▶ [PROBLEM REQUIREMENTS]
Rewrite the listing below with every "instance" changed to "occurrence" and nothing else altered.

▶ [SUPPLIED DATA]
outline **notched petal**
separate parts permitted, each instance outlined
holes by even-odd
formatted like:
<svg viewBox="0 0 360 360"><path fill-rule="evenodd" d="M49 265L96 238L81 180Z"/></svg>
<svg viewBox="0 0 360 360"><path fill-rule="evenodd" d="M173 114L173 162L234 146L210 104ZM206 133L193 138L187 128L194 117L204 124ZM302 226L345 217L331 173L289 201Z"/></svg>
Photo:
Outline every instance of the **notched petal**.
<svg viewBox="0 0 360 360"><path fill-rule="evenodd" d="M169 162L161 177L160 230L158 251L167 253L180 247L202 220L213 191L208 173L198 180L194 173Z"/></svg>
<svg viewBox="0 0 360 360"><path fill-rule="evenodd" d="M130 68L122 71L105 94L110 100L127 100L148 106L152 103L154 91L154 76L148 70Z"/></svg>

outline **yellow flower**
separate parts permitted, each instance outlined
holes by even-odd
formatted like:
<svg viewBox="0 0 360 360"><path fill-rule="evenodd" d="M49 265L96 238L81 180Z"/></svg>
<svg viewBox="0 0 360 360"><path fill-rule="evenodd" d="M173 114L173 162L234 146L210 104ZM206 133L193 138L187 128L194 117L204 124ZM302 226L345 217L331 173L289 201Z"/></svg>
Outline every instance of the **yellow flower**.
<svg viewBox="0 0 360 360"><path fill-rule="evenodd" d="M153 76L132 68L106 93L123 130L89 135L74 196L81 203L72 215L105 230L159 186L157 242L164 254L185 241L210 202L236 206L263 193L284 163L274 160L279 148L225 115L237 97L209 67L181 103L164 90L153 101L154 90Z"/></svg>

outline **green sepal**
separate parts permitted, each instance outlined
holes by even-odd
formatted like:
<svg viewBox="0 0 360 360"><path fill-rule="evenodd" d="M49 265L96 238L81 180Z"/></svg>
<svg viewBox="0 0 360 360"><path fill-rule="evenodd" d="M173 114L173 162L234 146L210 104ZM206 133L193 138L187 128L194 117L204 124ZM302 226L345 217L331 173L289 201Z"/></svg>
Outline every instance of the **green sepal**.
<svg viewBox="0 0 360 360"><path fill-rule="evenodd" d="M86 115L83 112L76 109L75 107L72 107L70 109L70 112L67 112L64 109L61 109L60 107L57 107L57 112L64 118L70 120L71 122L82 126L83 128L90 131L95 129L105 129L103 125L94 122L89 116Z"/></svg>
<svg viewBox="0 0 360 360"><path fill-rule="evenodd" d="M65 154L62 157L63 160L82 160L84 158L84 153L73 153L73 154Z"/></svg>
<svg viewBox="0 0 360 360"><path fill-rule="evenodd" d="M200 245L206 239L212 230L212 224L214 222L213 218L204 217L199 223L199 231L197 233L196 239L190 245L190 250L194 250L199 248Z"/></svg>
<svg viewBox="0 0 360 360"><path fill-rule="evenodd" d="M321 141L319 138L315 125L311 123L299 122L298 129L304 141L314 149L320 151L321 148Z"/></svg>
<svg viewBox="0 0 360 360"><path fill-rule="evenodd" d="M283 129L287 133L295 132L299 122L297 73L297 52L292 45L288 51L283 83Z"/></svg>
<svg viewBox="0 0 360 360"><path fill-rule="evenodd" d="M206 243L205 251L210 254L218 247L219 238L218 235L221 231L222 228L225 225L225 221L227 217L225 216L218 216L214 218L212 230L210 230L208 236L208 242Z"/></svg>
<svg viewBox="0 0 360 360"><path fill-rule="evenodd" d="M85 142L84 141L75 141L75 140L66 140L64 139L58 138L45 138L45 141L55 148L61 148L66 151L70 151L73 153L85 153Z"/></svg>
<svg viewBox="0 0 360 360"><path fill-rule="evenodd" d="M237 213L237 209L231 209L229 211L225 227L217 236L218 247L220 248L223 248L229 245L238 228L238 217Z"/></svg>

▶ [CORRECT ANSWER]
outline **notched petal**
separate parts permitted, each occurrence outlined
holes by even-odd
formatted like:
<svg viewBox="0 0 360 360"><path fill-rule="evenodd" d="M49 265L96 238L81 180Z"/></svg>
<svg viewBox="0 0 360 360"><path fill-rule="evenodd" d="M173 114L173 162L234 146L210 104ZM206 133L193 138L187 128L194 117L204 124ZM302 226L345 217L331 173L289 201Z"/></svg>
Photo:
Outline every occurrence of the **notched petal**.
<svg viewBox="0 0 360 360"><path fill-rule="evenodd" d="M169 162L161 177L160 230L158 251L167 253L180 247L202 220L213 191L208 173L198 180L194 173Z"/></svg>
<svg viewBox="0 0 360 360"><path fill-rule="evenodd" d="M130 68L122 71L105 94L110 100L127 100L148 106L152 103L154 91L154 76L148 70Z"/></svg>

outline **yellow flower**
separate parts permitted, each occurrence outlined
holes by even-odd
formatted like:
<svg viewBox="0 0 360 360"><path fill-rule="evenodd" d="M49 265L96 238L81 180Z"/></svg>
<svg viewBox="0 0 360 360"><path fill-rule="evenodd" d="M173 114L173 162L234 146L210 104ZM206 133L193 138L187 128L194 117L204 124ZM302 226L345 217L331 173L289 201Z"/></svg>
Outline every occurrence of the **yellow flower**.
<svg viewBox="0 0 360 360"><path fill-rule="evenodd" d="M153 76L132 68L106 93L123 130L89 135L74 196L81 203L72 215L105 230L159 186L157 242L164 254L185 241L210 202L236 206L263 193L284 163L274 160L279 148L225 115L237 97L209 67L181 103L164 90L153 101L154 90Z"/></svg>

outline **green sepal**
separate parts permitted, each occurrence outlined
holes by even-odd
formatted like:
<svg viewBox="0 0 360 360"><path fill-rule="evenodd" d="M49 265L96 238L81 180Z"/></svg>
<svg viewBox="0 0 360 360"><path fill-rule="evenodd" d="M173 114L173 162L234 146L210 104ZM206 133L193 138L187 128L194 117L204 124ZM302 226L345 217L331 173L289 201Z"/></svg>
Outline every occurrence of the **green sepal**.
<svg viewBox="0 0 360 360"><path fill-rule="evenodd" d="M86 115L83 112L76 109L75 107L72 107L70 109L70 112L67 112L64 109L61 109L60 107L57 107L57 112L64 118L70 120L71 122L82 126L83 128L90 131L95 129L105 129L103 125L94 122L89 116Z"/></svg>
<svg viewBox="0 0 360 360"><path fill-rule="evenodd" d="M65 154L62 157L63 160L82 160L84 158L84 153L73 153L73 154Z"/></svg>
<svg viewBox="0 0 360 360"><path fill-rule="evenodd" d="M200 245L206 239L212 230L212 224L214 222L213 218L204 217L199 223L199 231L197 233L196 239L190 245L190 250L194 250L199 248Z"/></svg>
<svg viewBox="0 0 360 360"><path fill-rule="evenodd" d="M321 141L319 138L315 125L311 123L299 122L298 129L304 141L314 149L320 151L321 148Z"/></svg>
<svg viewBox="0 0 360 360"><path fill-rule="evenodd" d="M283 129L287 133L295 132L299 122L297 73L297 52L292 45L288 51L283 83Z"/></svg>
<svg viewBox="0 0 360 360"><path fill-rule="evenodd" d="M206 243L205 251L210 254L218 247L219 238L218 235L221 231L222 228L225 225L225 221L227 217L225 216L218 216L214 218L212 230L210 230L208 236L208 242Z"/></svg>
<svg viewBox="0 0 360 360"><path fill-rule="evenodd" d="M85 142L84 141L75 141L75 140L66 140L64 139L58 138L45 138L45 141L55 148L61 148L66 151L70 151L73 153L85 153Z"/></svg>
<svg viewBox="0 0 360 360"><path fill-rule="evenodd" d="M237 213L237 209L231 209L229 211L225 227L217 236L218 247L220 248L223 248L229 245L238 228L238 217Z"/></svg>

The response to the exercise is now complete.